== Dataset extract ==

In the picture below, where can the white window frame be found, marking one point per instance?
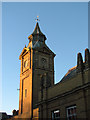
(53, 114)
(70, 115)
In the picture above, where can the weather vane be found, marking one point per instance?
(37, 19)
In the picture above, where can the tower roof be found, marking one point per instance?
(37, 31)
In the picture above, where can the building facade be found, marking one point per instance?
(39, 97)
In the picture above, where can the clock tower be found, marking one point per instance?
(37, 70)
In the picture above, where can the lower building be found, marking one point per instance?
(39, 97)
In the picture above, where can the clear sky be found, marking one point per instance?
(65, 26)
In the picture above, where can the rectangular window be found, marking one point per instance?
(25, 92)
(56, 115)
(71, 113)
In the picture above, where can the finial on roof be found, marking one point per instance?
(25, 46)
(37, 19)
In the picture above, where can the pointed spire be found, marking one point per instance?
(37, 34)
(86, 55)
(37, 30)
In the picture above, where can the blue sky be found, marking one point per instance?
(65, 26)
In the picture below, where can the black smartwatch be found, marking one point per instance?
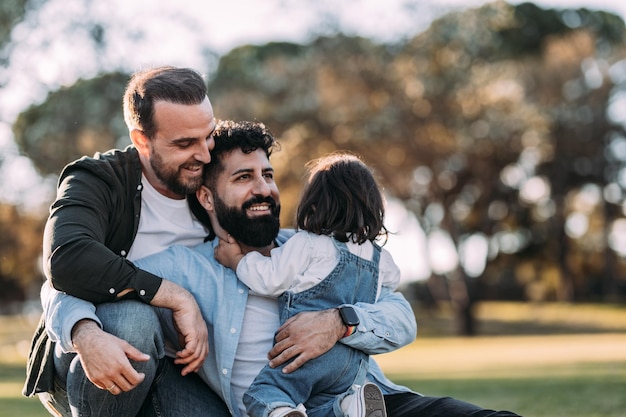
(348, 316)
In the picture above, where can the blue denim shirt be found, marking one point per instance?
(385, 326)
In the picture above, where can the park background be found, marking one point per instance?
(496, 129)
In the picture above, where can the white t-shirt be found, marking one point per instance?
(164, 222)
(304, 261)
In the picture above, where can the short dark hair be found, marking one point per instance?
(172, 84)
(342, 199)
(230, 135)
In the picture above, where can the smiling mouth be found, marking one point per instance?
(260, 208)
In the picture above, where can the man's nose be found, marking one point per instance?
(261, 187)
(203, 150)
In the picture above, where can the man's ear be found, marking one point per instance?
(205, 197)
(140, 140)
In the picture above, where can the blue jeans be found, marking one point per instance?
(164, 392)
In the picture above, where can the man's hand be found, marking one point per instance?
(192, 329)
(228, 252)
(306, 336)
(105, 358)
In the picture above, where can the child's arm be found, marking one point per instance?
(228, 253)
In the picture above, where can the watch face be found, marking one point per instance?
(349, 316)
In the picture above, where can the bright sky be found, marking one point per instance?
(46, 60)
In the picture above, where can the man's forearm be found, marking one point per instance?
(384, 326)
(62, 314)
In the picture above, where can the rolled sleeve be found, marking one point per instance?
(62, 312)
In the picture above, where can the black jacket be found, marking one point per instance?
(91, 227)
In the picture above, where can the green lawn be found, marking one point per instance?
(577, 369)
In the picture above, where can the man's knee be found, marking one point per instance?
(135, 322)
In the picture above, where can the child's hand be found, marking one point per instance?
(228, 252)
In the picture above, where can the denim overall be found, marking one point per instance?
(321, 382)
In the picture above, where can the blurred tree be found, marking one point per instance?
(467, 123)
(20, 246)
(73, 122)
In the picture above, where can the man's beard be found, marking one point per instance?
(172, 178)
(256, 232)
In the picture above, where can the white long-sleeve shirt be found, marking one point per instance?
(304, 261)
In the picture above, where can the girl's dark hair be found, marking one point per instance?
(175, 85)
(342, 199)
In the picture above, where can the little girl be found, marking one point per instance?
(332, 261)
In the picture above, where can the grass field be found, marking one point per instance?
(537, 360)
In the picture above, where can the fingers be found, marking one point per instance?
(192, 357)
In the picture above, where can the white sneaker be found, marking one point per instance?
(367, 401)
(299, 411)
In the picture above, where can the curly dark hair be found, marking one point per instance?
(230, 135)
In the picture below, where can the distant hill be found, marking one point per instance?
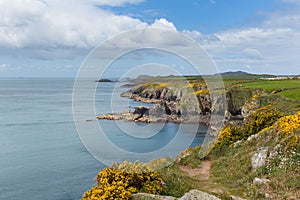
(230, 73)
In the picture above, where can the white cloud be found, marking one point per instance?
(53, 24)
(163, 23)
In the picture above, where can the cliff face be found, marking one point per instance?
(183, 104)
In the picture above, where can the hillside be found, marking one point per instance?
(255, 154)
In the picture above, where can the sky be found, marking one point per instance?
(52, 38)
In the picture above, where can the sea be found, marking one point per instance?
(41, 153)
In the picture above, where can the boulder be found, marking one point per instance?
(260, 181)
(259, 158)
(191, 195)
(197, 194)
(144, 196)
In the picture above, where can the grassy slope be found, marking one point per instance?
(231, 172)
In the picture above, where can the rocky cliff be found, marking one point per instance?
(183, 104)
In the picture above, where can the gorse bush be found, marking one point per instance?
(255, 123)
(121, 180)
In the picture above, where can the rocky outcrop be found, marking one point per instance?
(144, 196)
(259, 158)
(181, 105)
(191, 195)
(157, 113)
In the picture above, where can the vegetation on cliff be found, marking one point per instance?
(254, 157)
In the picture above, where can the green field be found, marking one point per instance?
(287, 88)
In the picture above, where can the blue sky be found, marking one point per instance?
(206, 16)
(52, 37)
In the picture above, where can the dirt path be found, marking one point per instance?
(202, 172)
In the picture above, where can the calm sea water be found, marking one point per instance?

===

Given problem: Every line above should be returned word for word, with the pictures left behind.

Task output:
In the picture below, where can the white window frame be found, marking one point per instance?
(53, 114)
(70, 115)
In the picture above, where can the weather vane be found, marking one point per instance?
(37, 19)
In the picture above, where can the tower roof be found, marking one point per instance?
(37, 31)
In the picture above, where can the building facade be found, marking one point per instance?
(39, 97)
In the picture above, where can the clock tower be found, marking one point per instance?
(37, 70)
In the picture above, where can the lower building be found, marking one point per instance?
(39, 97)
In the picture above, where can the clear sky be found, marking one point per instance?
(65, 26)
In the picture above, where can the rectangular window be found, marking one point per instance?
(25, 92)
(56, 115)
(71, 113)
In the picture above, where can the finial on roof be found, marking one point per instance?
(25, 46)
(37, 19)
In the picture above, where can the pointed spire be found, marking one point per instance?
(37, 34)
(86, 55)
(37, 30)
In the picture above, where can the blue sky be found, marking one point per instance?
(65, 26)
In the picture below, where can the black smartwatch be found, marking one point per instance?
(348, 316)
In the picture above, where can the blue denim shirt be found, marking one point per instance?
(385, 326)
In the picture above, where can the park background be found, marking one point per instance?
(496, 129)
In the picture above, where can the white t-shirt be found, marking one point per instance?
(164, 222)
(304, 261)
In the picture above, where can the short dark hair be found, marking one point per instance?
(172, 84)
(342, 199)
(230, 135)
In the picture above, where can the smiling mouth be found, marking one point per instance?
(260, 208)
In the picture above, where can the man's nose be found, marking one point per instance?
(261, 187)
(203, 150)
In the picture above, where can the man's ear be found, marking one point per instance?
(205, 197)
(140, 140)
In the picture above, where can the blue jeans be found, marking one point per instance?
(164, 392)
In the picture above, where can the man's hand be found, marking one point per instance?
(192, 329)
(228, 252)
(306, 336)
(105, 358)
In the picture above, where can the child's arm be found, marking one point per instance?
(228, 253)
In the picture above, where can the watch face be found, marking one point per instance?
(349, 316)
In the picture above, where can the bright sky be found, marking one point per instance?
(46, 60)
In the picture above, where can the man's forearm be found, marking one point per instance?
(384, 326)
(62, 314)
In the picture above, where can the rolled sleeve be found, marking one point per instance?
(62, 312)
In the picture above, where can the black jacket be found, marking one point per instance?
(91, 227)
In the picture above, where can the green lawn be found, marking one point per instance?
(577, 369)
In the picture above, where can the man's knee be found, marking one point per instance?
(135, 322)
In the picture above, where can the child's hand be found, marking one point per instance?
(228, 252)
In the picture above, where can the denim overall be found, marking one point per instance?
(321, 382)
In the picture above, where can the blurred tree be found, marking one point per instance?
(467, 123)
(20, 246)
(73, 122)
In the picture above, where can the man's beard be found, marking one point per instance?
(172, 178)
(256, 232)
In the picture above, where can the white long-sleeve shirt be found, marking one point per instance?
(304, 261)
In the picture above, where can the girl's dark hair be found, marking one point per instance?
(175, 85)
(342, 199)
In the picture above, where can the little girl be found, marking one point per instance?
(332, 261)
In the picture above, where can the grass field be found, marking one point per instance?
(537, 360)
In the picture above, where can the fingers be found, marking one point per instance?
(192, 357)
In the picture above, where can the white sneaker be found, marking one point per instance?
(367, 401)
(299, 411)
In the picture above, where can the curly dark hair be found, marking one point per instance?
(230, 135)
In the picture below, where can the distant hill be found, marking one point per instance?
(230, 73)
In the picture above, where can the white cloud be found, marking one point per instance?
(53, 24)
(163, 23)
In the picture above, where can the cliff face be found, marking one point per instance?
(183, 104)
In the picture above, where can the hillside be found, marking one point per instance?
(255, 154)
In the picture above, where can the sky be found, marking one point per instance?
(52, 38)
In the picture above, where can the sea be found, marking one point per instance?
(41, 153)
In the picture above, where can the boulder be found, marking one point per instance?
(260, 181)
(259, 158)
(191, 195)
(197, 194)
(144, 196)
In the picture above, where can the grassy slope be found, marking one point per instance?
(231, 172)
In the picture above, where can the rocky cliff be found, marking one point per instance?
(183, 104)
In the picture above, where can the gorse bush be found, marking one point per instance?
(255, 123)
(121, 180)
In the picture above, where can the rocky outcrop be found, marking one point per instance?
(144, 196)
(259, 158)
(181, 105)
(191, 195)
(157, 113)
In the picture above, where can the vegetation on cliff be found, marking one point per instance?
(254, 157)
In the picture above, where can the green field be found, marking one point per instance?
(287, 88)
In the picture above, where can the blue sky be found, marking one point per instance?
(206, 16)
(52, 37)
In the picture above, where can the dirt path be found, marking one point per instance?
(202, 172)
In the picture above, where can the calm sea water be found, marking one point per instance?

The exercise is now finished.